**Document section**
##########
British noble (1713-1761)

Elizabeth Spencer, Duchess of Marlborough (née Trevor; c. 1713 - 7 October 1761) was the wife of Charles Spencer, 3rd Duke of Marlborough.

==Early life==
She was the daughter of Thomas Trevor, 2nd Baron Trevor of Bromham, Bedfordshire. Her paternal grandparents were the former Elizabeth Searle and Thomas Trevor, 1st Baron Trevor, a Chief Justice of the Common Pleas and Lord President of the Council.

==Personal life==
She married Charles Spencer, then Earl of Sunderland on 23 May 1732, becoming Countess of Sunderland. The Earl's grandmother, Sarah, Dowager Duchess of Marlborough, disapproved of the marriage because Elizabeth's grandfather, the 1st Baron Trevor, had been a political opponent. The dowager commented that "she has very bad teeth, which I think is an objection alone in a wife, and they will be sure to grow worse with time." Elizabeth became a duchess in the following year when her husband inherited the dukedom. Together, they had five children:

- Lady Diana Spencer (1734-1808), who married Frederick St John, 2nd Viscount Bolingbroke. After his death, she married Topham Beauclerk, and had children from both marriages.
- Elizabeth Herbert, Countess of Pembroke and Montgomery (1737-1831), who married Henry Herbert, 10th Earl of Pembroke, and had children.
- George Spencer, 4th Duke of Marlborough (1739-1817).
- Lord Charles Spencer (1740-1820), who married Hon. Mary Beauclerk, and had children.
- Lord Robert Spencer (1747-1831), who married Henrietta Bouverie.

She also acted as godmother to George John Spencer, 2nd Earl Spencer in 1758.

The couple lived at a lodge in the "Little Park" at Windsor, by the permission of Sarah Churchill, but the dowager was unhappy with the alterations made by the new duke, and forced them to move out in 1737, replacing them with Charles's younger brother John and his new wife.

===Legacy===
Her portrait, by Jean-Baptiste Van Loo, hangs in Blenheim Palace.
##########
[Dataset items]
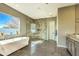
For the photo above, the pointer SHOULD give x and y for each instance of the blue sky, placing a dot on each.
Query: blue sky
(4, 18)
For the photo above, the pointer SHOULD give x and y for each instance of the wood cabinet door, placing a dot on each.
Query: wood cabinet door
(77, 11)
(77, 48)
(71, 46)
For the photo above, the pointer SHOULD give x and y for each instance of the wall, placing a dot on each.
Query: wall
(23, 18)
(66, 24)
(43, 25)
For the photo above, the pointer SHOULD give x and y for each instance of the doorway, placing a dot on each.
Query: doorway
(52, 30)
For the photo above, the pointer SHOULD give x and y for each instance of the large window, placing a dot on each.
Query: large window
(9, 25)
##########
**Task**
Print the passage of the Duchess of Marlborough text from "- Lord Charles" up to and including "in Blenheim Palace.", with every word unchanged.

**Written response**
- Lord Charles Spencer (1740-1820), who married Hon. Mary Beauclerk, and had children.
- Lord Robert Spencer (1747-1831), who married Henrietta Bouverie.

She also acted as godmother to George John Spencer, 2nd Earl Spencer in 1758.

The couple lived at a lodge in the "Little Park" at Windsor, by the permission of Sarah Churchill, but the dowager was unhappy with the alterations made by the new duke, and forced them to move out in 1737, replacing them with Charles's younger brother John and his new wife.

===Legacy===
Her portrait, by Jean-Baptiste Van Loo, hangs in Blenheim Palace.